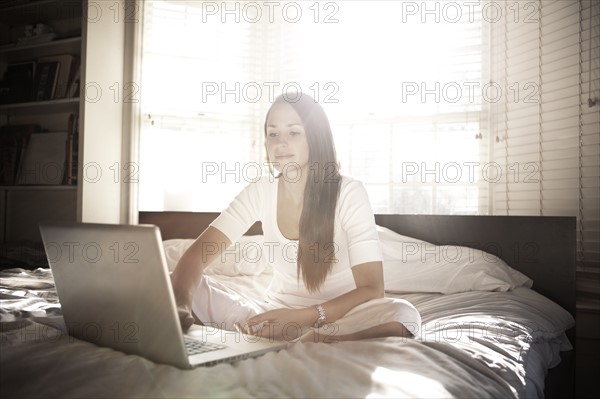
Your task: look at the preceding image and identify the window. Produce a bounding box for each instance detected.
[139,1,489,214]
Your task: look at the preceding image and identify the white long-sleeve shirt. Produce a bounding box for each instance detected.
[211,175,383,308]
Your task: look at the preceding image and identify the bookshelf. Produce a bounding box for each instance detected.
[0,0,86,264]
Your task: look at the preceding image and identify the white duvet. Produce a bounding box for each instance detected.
[0,262,573,398]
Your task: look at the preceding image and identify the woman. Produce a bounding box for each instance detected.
[172,94,421,342]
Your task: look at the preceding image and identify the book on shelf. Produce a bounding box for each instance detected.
[33,61,60,101]
[38,54,77,100]
[17,132,68,185]
[0,61,35,104]
[63,114,79,185]
[0,124,42,186]
[65,61,81,98]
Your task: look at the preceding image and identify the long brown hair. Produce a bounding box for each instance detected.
[264,93,342,292]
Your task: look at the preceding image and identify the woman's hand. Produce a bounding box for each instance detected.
[237,308,318,341]
[171,275,195,332]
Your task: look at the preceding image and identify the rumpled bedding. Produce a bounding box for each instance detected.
[0,268,574,398]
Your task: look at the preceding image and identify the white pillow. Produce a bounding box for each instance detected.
[377,226,533,294]
[163,236,268,276]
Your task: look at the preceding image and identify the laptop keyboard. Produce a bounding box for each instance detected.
[183,337,227,356]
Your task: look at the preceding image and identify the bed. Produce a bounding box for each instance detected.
[0,212,576,398]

◆ ◆ ◆ ◆ ◆

▸ Given request
How many lines in the rows above contain the string "woman"? Reply with the number alone.

▸ Written solution
2